**Reading text**
******************************
2. Prior to being admitted to these classes, students must demonstrate that they have met the basic writing, ENG 100, and basic math, MAT 100, requirements.
3. ACT/SAT test scores are used to determine proficiency.
ACT/SAT English score is 21/500 or less, ENG 100 is required
CROSS-CULTURAL ENGAGEMENT POLICY SUMMARY
[More information available in the Global Engagement Office or online at Cross Cultural Engagement]
All traditional undergraduate students seeking an Asbury University Bachelor’s degree (including transfer students with less than sixty hours of credit at the time of matriculation) will be required to satisfy the Cross-Cultural Engagement. International students or those who have lived extensively outside of the US and Canada may not have to travel to complete their CCE requirement but they must satisfy the paperwork and academic requirements. Students with an Asbury Associate’s degree who continue for a Bachelor’s must complete the Cross-Cultural Engagement. A student cannot graduate until the Cross-Cultural Engagement has been completed.
The intention of the Cross-Cultural Engagement (CCE) is to strengthen students’ abilities to interact with the world community, to expand their worldview, and to increase their cultural sensitivity with the ultimate goals of a broadened awareness as to how they might fit into God’s plan of redemption in other cultures, and a developed competency to effectively serve Christ in a global society.
******************************
**Dataset extract**
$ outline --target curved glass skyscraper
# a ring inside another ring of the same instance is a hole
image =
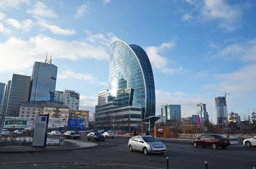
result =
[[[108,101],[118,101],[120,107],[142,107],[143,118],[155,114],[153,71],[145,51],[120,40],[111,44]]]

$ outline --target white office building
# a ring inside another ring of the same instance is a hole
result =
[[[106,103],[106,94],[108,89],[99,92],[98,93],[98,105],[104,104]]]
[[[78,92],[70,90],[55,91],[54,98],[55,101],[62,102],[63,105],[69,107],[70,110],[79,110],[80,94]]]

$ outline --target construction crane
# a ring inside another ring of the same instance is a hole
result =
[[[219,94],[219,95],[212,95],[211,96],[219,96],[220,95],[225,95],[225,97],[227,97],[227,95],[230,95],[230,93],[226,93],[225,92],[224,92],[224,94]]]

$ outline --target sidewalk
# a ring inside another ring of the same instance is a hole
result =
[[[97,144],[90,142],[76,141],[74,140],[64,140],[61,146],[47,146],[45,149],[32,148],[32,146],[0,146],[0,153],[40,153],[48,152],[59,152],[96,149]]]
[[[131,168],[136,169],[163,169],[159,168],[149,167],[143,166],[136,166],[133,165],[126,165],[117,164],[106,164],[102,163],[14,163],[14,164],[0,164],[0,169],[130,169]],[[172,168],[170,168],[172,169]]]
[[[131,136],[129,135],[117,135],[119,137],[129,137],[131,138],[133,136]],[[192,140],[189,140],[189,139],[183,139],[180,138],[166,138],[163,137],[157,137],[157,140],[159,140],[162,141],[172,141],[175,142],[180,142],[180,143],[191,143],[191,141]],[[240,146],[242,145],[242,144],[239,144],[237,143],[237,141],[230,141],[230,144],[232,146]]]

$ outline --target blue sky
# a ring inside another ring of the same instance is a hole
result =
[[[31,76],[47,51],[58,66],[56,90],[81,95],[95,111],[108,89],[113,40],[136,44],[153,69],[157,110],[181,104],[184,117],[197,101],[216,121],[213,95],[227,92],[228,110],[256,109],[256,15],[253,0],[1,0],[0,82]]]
******************************
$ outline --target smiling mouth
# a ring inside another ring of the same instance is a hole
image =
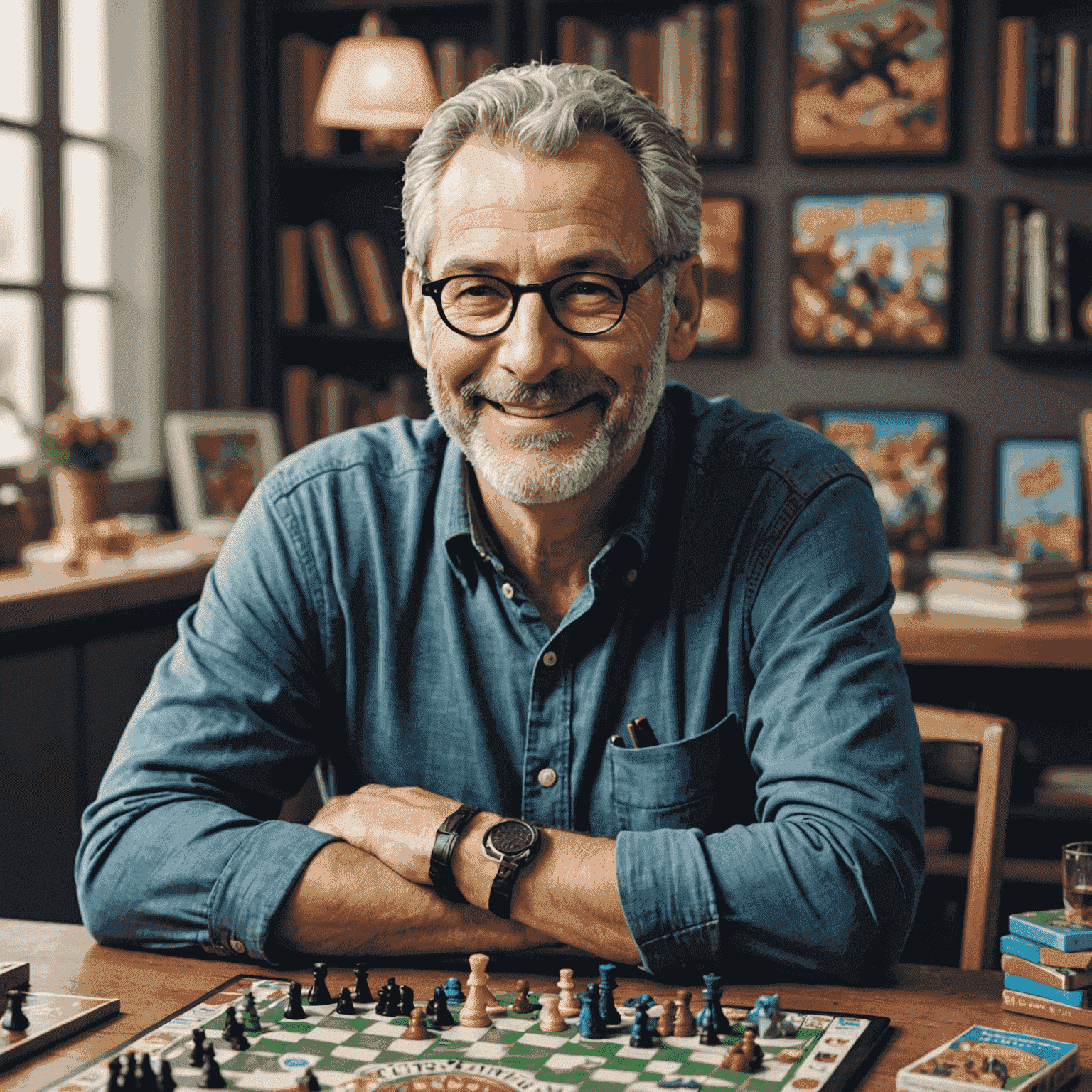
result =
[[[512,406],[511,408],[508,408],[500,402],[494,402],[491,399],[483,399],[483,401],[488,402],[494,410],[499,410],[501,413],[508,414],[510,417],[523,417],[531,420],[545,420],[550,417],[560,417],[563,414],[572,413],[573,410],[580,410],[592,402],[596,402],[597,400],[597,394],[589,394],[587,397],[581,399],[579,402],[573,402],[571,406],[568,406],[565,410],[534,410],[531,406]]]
******************************
**Given problem**
According to the policy excerpt, which ACT/SAT English score makes ENG 100 required? The records are unrelated to this.

**Task solution**
An ACT/SAT English score of 21/500 or less.